VORLIEGENDER TEXT
━━━━━━━━━━━━━━━━

Review aus The Film Music Journal No. 16, 1998
Filmmusikjournalisten ziehen ja gern den Schlüssel im Rücken ihrer Beckmesser-Identität auf: schon wieder Songs auf der CD, und sie sind ja so schlecht! Heute versuche ich’s mal in die andere Richtung -einen Augenblick Geduld bitte.
Zunächst gilt es die erneut eindringlich schöne Filmmusik des immer noch viel zu wenig ins Szenegespräch eingemeindeten Philippe Sarde zu preisen, und zwar lautstark: seine verhaltenen Orchesterstücke zu K, einem französischen Film, der sich wieder einmal jüdischer Schicksale im Zeichen des Holocaust zu widmen scheint -die Infos fließen spärlich -, werden in 14 Auszügen gespielt, wirken homogen in ihrer auf wenigen, intensiven Einfällen gründenden Gestalt. Wie meistens verzichtet Sarde auch hier auf den „großen» Ton, schreibt einen kammermusikalisch-transparenten Satz, dessen Hauptthema gleich im ersten Stück zu Ehren kommt.

━━━━━━━━━━━━━━━━

GEGEBENE DATEN
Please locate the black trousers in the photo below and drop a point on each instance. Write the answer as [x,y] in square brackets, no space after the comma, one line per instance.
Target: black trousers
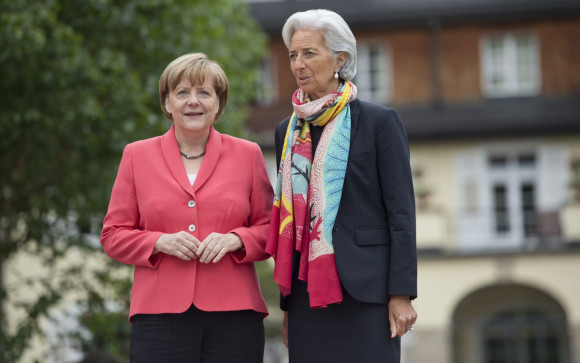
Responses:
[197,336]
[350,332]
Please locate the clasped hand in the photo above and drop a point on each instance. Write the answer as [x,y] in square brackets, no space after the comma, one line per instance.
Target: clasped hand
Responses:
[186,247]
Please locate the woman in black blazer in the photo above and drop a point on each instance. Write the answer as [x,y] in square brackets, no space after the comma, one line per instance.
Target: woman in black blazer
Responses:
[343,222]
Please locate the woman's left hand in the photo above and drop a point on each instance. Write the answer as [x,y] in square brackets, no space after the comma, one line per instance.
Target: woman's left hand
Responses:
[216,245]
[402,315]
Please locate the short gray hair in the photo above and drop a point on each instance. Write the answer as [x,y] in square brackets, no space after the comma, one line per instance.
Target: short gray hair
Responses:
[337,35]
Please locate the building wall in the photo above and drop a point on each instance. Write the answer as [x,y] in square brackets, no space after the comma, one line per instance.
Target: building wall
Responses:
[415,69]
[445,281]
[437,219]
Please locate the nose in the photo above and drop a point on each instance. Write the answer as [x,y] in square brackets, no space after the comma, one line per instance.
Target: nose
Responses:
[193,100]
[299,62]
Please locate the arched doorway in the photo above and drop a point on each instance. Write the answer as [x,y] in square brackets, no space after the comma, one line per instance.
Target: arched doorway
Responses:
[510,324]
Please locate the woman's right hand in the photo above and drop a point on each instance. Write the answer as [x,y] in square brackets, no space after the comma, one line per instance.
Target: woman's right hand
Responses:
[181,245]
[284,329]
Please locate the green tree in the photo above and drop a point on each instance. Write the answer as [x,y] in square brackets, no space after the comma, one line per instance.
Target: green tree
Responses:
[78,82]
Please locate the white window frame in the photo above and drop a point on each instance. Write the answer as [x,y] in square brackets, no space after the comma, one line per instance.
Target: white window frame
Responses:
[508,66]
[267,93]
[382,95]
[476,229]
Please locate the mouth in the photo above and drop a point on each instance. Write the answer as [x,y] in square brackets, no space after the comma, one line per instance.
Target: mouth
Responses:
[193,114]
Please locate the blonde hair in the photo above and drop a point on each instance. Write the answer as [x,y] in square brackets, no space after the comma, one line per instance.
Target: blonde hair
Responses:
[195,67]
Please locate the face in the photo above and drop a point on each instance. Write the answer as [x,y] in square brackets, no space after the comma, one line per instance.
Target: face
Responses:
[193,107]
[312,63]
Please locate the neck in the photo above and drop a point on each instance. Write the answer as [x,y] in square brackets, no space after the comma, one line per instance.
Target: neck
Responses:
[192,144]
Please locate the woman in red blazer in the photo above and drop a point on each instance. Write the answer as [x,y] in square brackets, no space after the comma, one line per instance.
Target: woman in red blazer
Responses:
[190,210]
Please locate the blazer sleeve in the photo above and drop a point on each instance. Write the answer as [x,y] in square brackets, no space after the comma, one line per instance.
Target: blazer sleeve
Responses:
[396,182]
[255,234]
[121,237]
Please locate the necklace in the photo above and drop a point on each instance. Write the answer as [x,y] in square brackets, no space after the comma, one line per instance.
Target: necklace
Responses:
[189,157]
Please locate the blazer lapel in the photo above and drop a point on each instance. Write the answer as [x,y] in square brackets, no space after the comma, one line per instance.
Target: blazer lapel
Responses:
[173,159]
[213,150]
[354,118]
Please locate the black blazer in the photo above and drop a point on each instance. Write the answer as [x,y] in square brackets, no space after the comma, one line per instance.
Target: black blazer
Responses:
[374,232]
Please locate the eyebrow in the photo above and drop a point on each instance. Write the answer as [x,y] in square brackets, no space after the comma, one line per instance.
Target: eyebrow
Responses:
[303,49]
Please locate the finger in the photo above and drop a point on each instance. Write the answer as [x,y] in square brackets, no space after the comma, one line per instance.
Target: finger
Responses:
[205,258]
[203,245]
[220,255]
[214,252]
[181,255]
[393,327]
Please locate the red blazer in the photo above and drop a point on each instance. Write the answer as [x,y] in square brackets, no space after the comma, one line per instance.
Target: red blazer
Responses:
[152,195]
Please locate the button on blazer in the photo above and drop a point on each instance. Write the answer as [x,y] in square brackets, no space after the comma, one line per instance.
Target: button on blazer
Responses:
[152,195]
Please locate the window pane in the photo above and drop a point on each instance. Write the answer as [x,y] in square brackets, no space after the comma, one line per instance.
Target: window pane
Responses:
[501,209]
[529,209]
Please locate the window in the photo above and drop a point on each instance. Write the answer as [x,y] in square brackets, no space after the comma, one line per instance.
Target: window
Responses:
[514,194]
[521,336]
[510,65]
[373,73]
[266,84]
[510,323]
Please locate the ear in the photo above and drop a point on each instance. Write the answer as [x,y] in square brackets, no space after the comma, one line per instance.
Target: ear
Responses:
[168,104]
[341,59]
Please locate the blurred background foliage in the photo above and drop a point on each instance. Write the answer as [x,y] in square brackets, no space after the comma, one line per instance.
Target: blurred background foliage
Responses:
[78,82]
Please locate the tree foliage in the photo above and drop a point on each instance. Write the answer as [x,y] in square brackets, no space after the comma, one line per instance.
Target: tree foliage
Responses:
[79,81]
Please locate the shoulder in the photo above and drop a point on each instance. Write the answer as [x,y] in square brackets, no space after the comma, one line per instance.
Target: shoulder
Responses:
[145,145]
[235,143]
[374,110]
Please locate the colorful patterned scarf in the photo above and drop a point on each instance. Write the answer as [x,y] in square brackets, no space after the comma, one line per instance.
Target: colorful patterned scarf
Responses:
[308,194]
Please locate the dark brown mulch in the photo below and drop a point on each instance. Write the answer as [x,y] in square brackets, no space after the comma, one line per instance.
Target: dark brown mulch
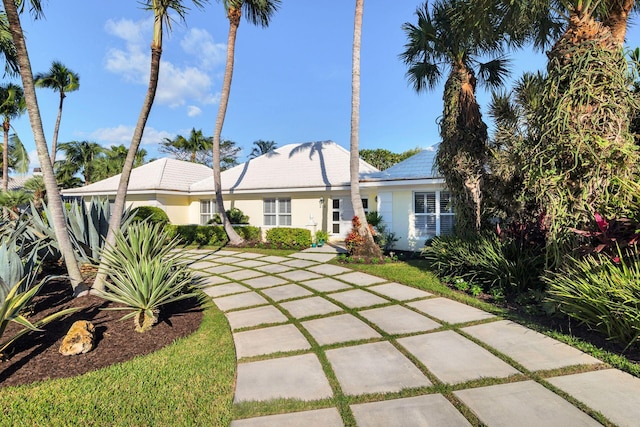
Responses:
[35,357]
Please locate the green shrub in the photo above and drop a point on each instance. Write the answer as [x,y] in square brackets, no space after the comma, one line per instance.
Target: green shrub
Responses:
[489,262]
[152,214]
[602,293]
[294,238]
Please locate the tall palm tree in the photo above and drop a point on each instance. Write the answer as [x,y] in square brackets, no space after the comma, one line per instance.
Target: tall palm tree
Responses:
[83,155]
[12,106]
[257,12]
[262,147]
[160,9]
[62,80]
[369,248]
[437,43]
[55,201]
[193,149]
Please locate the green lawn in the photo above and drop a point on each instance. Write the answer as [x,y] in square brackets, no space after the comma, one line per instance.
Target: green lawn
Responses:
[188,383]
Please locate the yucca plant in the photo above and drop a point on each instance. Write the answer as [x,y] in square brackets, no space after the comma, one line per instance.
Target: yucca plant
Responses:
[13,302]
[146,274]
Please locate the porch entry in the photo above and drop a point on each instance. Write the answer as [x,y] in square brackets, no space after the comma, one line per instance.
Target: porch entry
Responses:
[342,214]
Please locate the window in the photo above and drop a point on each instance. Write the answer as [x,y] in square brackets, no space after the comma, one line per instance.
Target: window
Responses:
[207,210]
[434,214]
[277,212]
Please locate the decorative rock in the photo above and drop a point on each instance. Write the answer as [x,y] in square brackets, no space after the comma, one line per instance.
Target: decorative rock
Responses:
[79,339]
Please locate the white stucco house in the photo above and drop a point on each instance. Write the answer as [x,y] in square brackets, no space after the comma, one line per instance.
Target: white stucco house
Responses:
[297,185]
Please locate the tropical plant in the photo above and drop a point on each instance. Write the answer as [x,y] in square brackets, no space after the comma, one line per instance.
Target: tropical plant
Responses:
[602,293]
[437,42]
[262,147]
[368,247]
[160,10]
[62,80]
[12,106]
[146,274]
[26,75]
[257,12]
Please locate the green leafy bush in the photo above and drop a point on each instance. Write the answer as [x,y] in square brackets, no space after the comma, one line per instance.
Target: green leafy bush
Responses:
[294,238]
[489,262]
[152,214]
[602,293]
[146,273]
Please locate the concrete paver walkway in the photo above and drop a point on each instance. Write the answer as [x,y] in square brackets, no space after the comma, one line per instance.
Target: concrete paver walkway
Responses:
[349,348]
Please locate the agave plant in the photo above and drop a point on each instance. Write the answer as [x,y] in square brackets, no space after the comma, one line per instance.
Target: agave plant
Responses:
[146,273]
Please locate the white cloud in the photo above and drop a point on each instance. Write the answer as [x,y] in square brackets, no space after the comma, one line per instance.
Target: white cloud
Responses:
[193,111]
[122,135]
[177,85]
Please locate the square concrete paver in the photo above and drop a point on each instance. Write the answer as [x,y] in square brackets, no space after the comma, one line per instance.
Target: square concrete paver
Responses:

━━━━━━━━━━━━━━━━

AUFGABE 1
Welche Zahlen stehen in der Rezension in Ziffern? Nenne alle in der Reihenfolge, in der sie vorkommen.
AUFGABE 2
Schreib aus der Rezension den Teil von "Zunächst gilt es" bis "zu Ehren kommt." wortgetreu ab.

LÖSUNG 1
16, 1998, 14

LÖSUNG 2
Zunächst gilt es die erneut eindringlich schöne Filmmusik des immer noch viel zu wenig ins Szenegespräch eingemeindeten Philippe Sarde zu preisen, und zwar lautstark: seine verhaltenen Orchesterstücke zu K, einem französischen Film, der sich wieder einmal jüdischer Schicksale im Zeichen des Holocaust zu widmen scheint -die Infos fließen spärlich -, werden in 14 Auszügen gespielt, wirken homogen in ihrer auf wenigen, intensiven Einfällen gründenden Gestalt. Wie meistens verzichtet Sarde auch hier auf den „großen» Ton, schreibt einen kammermusikalisch-transparenten Satz, dessen Hauptthema gleich im ersten Stück zu Ehren kommt.